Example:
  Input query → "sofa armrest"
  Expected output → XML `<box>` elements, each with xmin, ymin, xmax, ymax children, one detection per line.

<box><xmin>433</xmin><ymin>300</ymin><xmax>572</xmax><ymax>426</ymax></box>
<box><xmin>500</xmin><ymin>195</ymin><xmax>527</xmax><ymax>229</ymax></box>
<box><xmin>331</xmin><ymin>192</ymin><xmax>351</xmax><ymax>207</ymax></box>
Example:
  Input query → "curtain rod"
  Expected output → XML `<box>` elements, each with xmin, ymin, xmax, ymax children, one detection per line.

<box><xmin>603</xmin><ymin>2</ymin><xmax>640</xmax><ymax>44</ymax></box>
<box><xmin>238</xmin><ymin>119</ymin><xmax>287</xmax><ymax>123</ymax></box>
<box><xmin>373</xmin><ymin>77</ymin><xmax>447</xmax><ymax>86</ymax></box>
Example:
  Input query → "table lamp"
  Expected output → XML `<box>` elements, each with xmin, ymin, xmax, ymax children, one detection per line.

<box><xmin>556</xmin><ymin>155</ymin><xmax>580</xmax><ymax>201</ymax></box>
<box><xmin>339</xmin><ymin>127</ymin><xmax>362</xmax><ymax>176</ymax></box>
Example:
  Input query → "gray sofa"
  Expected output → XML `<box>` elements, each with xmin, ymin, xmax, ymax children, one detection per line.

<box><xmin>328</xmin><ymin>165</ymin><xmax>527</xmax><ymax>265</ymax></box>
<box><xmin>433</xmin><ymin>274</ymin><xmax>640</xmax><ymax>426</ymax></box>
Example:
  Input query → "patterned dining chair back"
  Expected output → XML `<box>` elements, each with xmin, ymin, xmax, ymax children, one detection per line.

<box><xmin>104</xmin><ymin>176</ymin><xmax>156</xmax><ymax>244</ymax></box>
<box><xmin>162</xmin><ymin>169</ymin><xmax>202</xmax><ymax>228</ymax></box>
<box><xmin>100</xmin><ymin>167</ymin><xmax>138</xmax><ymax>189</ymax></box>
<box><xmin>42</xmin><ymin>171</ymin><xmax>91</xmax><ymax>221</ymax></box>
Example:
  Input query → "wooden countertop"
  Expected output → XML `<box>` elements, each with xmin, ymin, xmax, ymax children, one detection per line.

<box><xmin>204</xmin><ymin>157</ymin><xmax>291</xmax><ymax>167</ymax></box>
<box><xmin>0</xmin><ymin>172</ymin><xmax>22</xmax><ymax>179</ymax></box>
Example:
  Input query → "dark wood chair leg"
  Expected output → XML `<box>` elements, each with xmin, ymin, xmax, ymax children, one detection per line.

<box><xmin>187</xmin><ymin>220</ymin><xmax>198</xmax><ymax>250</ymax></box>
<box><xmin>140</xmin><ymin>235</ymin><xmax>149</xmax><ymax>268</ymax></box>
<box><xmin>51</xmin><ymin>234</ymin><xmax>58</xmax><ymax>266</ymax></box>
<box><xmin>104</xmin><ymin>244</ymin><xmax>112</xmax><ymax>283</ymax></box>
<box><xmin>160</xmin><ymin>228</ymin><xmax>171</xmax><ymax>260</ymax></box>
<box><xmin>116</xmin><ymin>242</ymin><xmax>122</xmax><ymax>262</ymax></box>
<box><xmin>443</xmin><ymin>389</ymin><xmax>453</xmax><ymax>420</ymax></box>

__________________________________________________

- [WRITTEN PROBLEM] Which lines of the material contain the string "query", counting only matches in the same case? Pull out each of those lines.

- [TASK OUTPUT]
  Input query → "sofa armrest"
  Input query → "curtain rod"
  Input query → "table lamp"
  Input query → "gray sofa"
  Input query → "patterned dining chair back"
  Input query → "wooden countertop"
  Input query → "dark wood chair leg"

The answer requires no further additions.